** BEGIN Task data **

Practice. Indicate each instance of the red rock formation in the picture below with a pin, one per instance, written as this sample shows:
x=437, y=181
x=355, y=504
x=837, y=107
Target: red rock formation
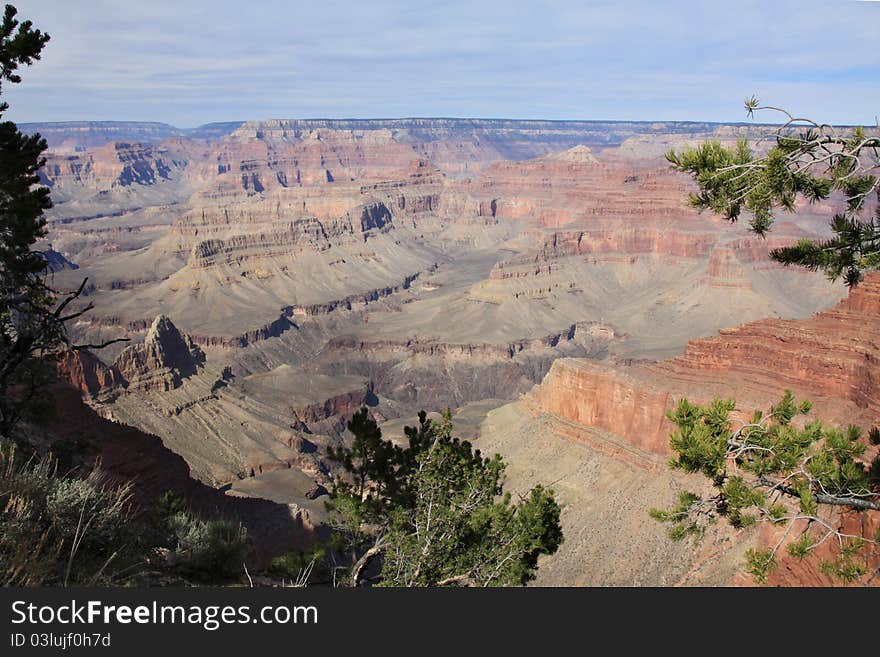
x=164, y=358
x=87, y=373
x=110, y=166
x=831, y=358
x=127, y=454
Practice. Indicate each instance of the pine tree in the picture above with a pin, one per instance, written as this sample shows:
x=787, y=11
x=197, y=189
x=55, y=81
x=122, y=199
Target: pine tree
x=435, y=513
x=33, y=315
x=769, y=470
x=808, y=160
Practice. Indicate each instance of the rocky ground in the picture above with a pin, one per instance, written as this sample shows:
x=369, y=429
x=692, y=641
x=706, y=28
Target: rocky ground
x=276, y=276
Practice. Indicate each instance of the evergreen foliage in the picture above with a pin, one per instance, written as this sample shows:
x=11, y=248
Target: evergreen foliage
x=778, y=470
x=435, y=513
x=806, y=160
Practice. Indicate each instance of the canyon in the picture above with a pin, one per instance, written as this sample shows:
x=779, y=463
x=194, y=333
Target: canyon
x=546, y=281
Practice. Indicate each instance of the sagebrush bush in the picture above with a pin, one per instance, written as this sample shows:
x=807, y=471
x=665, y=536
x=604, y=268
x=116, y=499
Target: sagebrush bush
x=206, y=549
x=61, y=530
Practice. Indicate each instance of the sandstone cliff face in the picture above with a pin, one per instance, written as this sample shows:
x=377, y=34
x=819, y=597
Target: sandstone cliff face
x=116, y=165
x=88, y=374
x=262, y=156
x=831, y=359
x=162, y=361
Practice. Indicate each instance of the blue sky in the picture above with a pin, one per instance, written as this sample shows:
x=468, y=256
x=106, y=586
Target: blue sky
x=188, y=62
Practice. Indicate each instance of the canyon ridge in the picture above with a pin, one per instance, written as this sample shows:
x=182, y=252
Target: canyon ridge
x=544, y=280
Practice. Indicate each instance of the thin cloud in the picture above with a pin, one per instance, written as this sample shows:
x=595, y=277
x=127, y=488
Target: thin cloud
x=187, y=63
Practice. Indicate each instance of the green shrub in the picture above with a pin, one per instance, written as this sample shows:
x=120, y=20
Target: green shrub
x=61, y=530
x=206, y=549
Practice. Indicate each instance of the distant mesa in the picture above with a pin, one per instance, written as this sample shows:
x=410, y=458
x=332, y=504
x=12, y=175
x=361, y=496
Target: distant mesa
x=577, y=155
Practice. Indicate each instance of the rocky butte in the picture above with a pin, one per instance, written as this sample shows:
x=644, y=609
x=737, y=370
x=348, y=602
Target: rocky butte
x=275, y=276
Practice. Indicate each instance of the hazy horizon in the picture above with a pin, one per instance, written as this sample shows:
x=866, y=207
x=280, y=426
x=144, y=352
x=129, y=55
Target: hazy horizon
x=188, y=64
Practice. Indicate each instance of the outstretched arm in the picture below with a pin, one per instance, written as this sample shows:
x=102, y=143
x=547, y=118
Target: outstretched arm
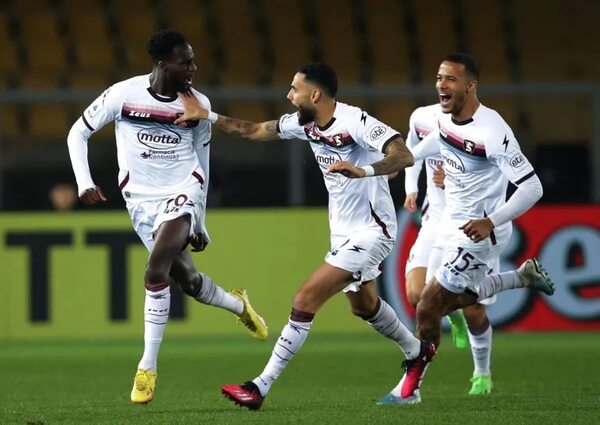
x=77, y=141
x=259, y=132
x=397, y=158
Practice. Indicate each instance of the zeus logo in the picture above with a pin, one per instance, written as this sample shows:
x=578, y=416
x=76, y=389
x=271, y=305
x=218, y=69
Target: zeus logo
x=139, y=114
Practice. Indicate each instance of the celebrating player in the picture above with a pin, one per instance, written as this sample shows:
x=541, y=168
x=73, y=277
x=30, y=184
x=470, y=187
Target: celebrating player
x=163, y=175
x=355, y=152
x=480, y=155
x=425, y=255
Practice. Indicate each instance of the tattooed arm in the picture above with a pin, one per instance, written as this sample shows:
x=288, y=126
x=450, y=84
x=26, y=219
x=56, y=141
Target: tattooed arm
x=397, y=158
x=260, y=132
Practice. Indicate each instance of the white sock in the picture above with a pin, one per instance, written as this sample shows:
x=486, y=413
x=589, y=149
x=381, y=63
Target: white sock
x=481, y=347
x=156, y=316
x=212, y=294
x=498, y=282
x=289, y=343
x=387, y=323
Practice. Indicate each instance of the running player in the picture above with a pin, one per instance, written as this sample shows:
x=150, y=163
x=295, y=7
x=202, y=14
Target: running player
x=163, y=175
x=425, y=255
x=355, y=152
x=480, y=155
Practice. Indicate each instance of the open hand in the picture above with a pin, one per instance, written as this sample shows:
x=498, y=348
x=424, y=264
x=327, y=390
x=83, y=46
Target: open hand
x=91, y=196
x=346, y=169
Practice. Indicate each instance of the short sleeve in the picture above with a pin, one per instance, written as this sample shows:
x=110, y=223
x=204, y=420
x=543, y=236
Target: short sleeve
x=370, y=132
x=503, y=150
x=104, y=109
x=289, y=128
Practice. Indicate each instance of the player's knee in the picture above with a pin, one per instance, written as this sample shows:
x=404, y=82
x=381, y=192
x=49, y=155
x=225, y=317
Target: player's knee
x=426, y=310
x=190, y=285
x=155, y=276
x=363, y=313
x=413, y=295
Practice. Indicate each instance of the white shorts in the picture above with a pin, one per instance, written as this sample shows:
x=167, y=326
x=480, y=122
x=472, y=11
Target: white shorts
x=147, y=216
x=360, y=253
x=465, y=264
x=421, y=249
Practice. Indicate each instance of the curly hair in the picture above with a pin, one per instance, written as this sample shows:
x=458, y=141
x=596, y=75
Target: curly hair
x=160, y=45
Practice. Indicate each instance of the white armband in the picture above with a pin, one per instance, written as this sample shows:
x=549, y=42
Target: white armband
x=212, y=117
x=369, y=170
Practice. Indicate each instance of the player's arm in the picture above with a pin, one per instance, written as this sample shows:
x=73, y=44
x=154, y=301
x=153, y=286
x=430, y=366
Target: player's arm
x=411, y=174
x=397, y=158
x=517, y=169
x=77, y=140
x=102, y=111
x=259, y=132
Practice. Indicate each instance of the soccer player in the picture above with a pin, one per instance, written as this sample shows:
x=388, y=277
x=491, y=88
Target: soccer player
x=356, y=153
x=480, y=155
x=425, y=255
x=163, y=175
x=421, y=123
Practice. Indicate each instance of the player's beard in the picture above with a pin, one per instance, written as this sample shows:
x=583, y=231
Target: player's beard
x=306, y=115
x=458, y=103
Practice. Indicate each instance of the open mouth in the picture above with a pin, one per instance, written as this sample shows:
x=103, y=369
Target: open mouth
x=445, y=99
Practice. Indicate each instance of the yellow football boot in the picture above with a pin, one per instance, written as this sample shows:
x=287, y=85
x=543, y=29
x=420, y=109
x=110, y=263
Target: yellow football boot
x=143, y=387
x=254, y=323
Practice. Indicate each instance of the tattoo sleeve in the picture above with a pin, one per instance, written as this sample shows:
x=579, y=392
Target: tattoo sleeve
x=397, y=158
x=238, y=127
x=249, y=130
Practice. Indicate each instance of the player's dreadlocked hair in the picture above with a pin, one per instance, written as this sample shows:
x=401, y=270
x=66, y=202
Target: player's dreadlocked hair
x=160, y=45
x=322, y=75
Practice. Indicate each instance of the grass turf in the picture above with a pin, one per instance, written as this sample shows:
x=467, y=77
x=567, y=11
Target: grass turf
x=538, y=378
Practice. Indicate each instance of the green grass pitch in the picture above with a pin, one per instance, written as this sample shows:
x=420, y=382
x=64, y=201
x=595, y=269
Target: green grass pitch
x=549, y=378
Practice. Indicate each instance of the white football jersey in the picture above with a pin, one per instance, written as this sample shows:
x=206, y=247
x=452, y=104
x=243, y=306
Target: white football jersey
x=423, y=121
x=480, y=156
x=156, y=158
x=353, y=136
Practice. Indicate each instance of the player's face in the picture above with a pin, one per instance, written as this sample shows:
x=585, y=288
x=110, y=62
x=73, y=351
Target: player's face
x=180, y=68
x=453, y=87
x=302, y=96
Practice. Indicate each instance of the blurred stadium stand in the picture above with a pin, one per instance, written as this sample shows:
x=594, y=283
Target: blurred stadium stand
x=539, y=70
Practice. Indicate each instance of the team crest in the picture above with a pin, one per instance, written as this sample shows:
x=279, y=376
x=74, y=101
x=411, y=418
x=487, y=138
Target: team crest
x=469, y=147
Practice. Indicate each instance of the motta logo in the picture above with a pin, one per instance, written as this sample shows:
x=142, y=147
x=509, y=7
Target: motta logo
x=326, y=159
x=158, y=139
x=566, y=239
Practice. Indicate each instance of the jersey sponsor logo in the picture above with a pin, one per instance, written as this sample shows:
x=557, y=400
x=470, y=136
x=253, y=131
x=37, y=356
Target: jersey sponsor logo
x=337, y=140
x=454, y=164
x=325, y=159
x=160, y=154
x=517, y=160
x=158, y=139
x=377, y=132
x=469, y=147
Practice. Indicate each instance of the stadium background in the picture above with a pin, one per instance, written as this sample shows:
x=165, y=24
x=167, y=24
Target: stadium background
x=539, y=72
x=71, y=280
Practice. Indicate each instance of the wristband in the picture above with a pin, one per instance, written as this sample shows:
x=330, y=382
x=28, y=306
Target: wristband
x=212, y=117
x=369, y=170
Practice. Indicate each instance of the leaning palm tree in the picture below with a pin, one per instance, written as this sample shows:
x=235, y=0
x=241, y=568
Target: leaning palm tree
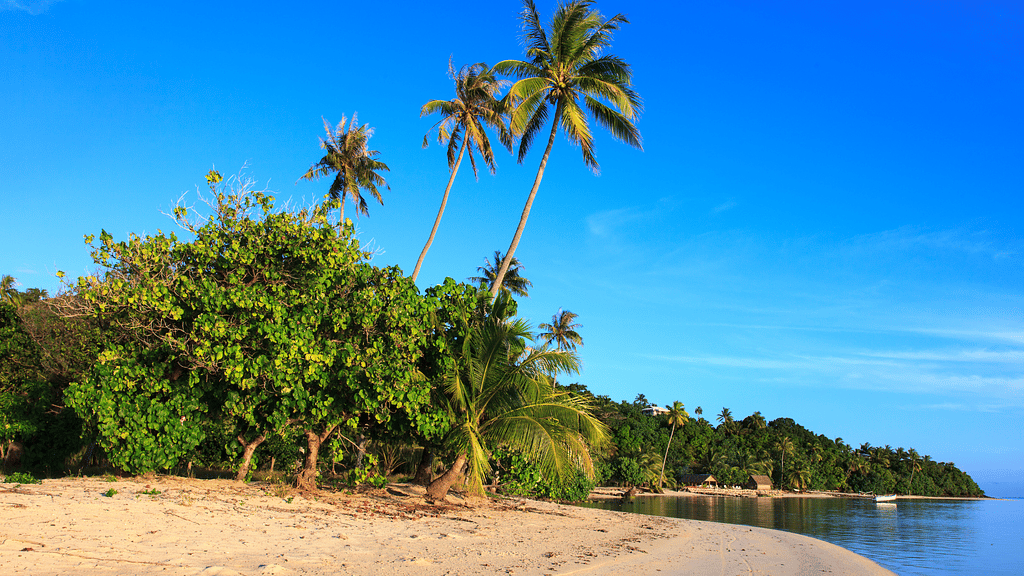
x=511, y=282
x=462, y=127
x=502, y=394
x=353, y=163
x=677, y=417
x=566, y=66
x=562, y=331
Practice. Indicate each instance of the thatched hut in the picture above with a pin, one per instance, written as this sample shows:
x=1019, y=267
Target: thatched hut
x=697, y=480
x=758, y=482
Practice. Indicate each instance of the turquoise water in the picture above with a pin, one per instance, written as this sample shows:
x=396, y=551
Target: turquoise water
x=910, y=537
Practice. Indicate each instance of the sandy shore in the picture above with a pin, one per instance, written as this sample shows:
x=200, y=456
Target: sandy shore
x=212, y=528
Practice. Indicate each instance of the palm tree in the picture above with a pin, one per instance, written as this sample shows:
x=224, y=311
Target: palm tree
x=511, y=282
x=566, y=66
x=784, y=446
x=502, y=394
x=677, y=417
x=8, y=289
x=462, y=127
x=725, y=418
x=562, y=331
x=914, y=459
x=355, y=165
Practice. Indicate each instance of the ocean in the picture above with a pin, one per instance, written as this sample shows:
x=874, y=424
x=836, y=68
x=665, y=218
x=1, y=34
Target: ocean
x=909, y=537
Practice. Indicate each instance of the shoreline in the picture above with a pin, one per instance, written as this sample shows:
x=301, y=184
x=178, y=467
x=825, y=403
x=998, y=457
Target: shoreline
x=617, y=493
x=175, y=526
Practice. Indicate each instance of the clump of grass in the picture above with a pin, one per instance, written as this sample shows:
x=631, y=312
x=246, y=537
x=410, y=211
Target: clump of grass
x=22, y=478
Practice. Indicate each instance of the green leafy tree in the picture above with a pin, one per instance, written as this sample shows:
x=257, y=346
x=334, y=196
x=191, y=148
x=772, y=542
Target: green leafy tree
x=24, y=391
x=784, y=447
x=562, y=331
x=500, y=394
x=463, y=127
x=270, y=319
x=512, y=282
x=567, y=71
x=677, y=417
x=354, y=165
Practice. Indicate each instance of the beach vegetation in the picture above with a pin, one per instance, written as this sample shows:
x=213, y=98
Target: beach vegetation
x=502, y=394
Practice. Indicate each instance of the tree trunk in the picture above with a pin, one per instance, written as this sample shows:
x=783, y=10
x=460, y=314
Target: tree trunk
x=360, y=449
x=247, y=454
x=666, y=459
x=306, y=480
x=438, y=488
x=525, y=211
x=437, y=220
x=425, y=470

** END Task data **

# [Directions]
Print again, unchanged, the lines from the one containing "Practice. Indicate each instance of the rocky ground" through the one containing "x=276, y=276", with both of those lines included.

# [Answer to the problem]
Practice. Indicate each instance of the rocky ground in the picture above with a pin, one per instance, written as this sample shows:
x=369, y=429
x=692, y=641
x=706, y=28
Target: rocky ground
x=276, y=276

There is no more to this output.